* **TASK TO COMPLETE**
Count the rows below that contain the string "line". Give only the number.

== INPUT MATERIAL ==

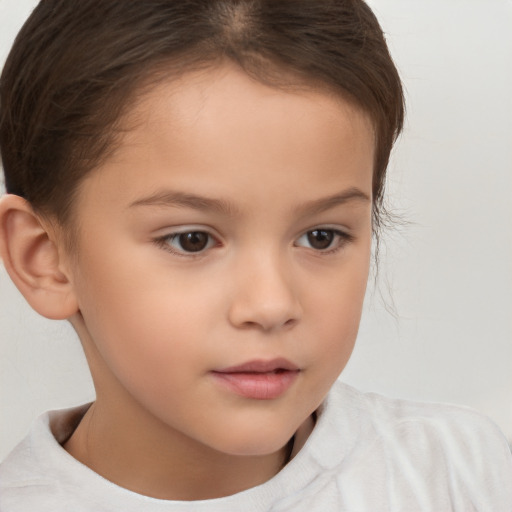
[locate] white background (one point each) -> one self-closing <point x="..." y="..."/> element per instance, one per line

===
== INPUT MATERIAL ==

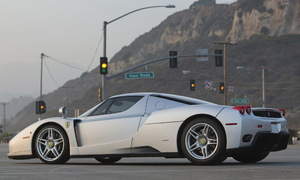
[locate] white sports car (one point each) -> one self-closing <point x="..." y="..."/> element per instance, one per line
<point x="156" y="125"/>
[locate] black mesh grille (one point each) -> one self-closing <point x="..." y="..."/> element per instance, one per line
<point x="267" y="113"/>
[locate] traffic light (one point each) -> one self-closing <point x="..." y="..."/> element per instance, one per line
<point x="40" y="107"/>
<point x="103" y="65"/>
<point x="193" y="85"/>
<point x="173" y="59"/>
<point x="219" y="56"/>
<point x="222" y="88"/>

===

* **THE OUTPUT**
4